I’ve spent a lot of time thinking about Kevin Garnett’s tough-guy persona. Or fake tough-guy persona, whatever you want to call it.
I’ve spent a lot of time pondering the fact that Garnett does a lot of huffing and puffing, and also that his most memorable displays of trash talk and tough-guy behavior have always been to the league’s weaklings. Jose Calderon, Anthony Peeler, Rick Reickert (who?), Jerryd Bayless — the list of weak opponents that KG has scuffled with seemingly never ends.
On the other hand, whenever someone KG’s size stands up to him (read: Zaza Pachulia or Antonio McDyess) KG backs away. Real or not, the perception exists that KG is the classic playground bully. As long as he’s picking on tiny nerds with glasses, the majority says, then KG acts like a tough guy. But the second someone as big as Garnett steps in the ring, KG runs in the other direction.
Adrian Wojnarowski described how the average person feels about Garnett very nicely.
For years, he’s gone after smaller, younger players. He never goes after tough guys. Never. For some reason, he reveled in going out of his way to abuse European players. So many young Euros grew up idolizing him, loved the range of his versatility at 7 feet, only to have images of him shattered with cheap shots and trash talk on the floor. A few days ago, this happened to the Knicks’ Timofey Mozgov. It happens all the time. Pau Gasol. Jose Calderon. The list is long and the act is tired.
Kelly Dwyer, a long-time Garnett fan and supporter, felt last year that Garnett had taken his schtick to another level, one that Dwyer could no longer support, one that often leads Garnett to harrass, yes, European players.
Of course, the list of misdeeds doesn’t end there. There was the woofing from the Boston bench during the playoffs last season, an embarrassing display. There’s the incessant trash talking and harrassment sent the way of — yeah, I’ll say it — European players almost as a rule. There was the time he made Glen Davis cry on national TV because he wasn’t happy with Davis’ defensive rotations in a game the C’s were up 20.

Stated exercise 1:
Answer these from the Kevin Garnett piece:
(a) Which two players of Garnett's size are named as standing up to him?
(b) According to the quoted passage, which Knicks player did this happen to a few days ago?
(c) Whom did Garnett make cry on national TV?
Stated exercise 2:
Please copy the Kevin Garnett piece word for word, starting with "I’ve spent a lot of time pondering" and going on through "the other direction.".

Entries shown:
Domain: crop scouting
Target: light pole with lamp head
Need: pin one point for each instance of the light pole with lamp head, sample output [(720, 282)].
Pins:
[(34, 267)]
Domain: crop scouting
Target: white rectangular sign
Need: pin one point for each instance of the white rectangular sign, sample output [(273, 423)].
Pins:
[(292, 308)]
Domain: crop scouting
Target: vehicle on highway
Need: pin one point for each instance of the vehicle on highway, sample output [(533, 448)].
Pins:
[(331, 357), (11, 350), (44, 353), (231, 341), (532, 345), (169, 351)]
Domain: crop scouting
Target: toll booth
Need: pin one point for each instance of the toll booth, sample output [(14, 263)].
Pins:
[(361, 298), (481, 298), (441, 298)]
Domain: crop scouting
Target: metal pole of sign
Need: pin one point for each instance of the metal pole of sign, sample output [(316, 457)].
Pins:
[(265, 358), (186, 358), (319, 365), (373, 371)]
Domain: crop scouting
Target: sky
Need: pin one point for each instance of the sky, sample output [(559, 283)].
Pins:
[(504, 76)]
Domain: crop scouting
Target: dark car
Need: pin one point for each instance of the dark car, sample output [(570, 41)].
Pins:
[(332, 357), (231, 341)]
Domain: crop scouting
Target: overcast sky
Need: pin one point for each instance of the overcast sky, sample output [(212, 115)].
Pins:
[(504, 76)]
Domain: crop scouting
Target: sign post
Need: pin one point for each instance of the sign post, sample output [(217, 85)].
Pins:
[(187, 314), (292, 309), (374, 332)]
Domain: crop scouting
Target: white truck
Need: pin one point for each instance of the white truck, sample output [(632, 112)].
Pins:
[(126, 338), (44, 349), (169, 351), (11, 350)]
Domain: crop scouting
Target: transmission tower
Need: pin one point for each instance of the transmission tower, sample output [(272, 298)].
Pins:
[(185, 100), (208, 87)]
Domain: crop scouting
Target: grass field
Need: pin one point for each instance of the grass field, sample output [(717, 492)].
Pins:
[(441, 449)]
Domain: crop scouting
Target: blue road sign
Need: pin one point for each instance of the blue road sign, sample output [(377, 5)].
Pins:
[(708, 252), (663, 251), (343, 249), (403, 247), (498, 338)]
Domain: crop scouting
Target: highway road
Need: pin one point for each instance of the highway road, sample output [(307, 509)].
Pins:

Exercise result 1:
(a) Zaza Pachulia and Antonio McDyess
(b) Timofey Mozgov
(c) Glen Davis

Exercise result 2:
I’ve spent a lot of time pondering the fact that Garnett does a lot of huffing and puffing, and also that his most memorable displays of trash talk and tough-guy behavior have always been to the league’s weaklings. Jose Calderon, Anthony Peeler, Rick Reickert (who?), Jerryd Bayless — the list of weak opponents that KG has scuffled with seemingly never ends.
On the other hand, whenever someone KG’s size stands up to him (read: Zaza Pachulia or Antonio McDyess) KG backs away. Real or not, the perception exists that KG is the classic playground bully. As long as he’s picking on tiny nerds with glasses, the majority says, then KG acts like a tough guy. But the second someone as big as Garnett steps in the ring, KG runs in the other direction.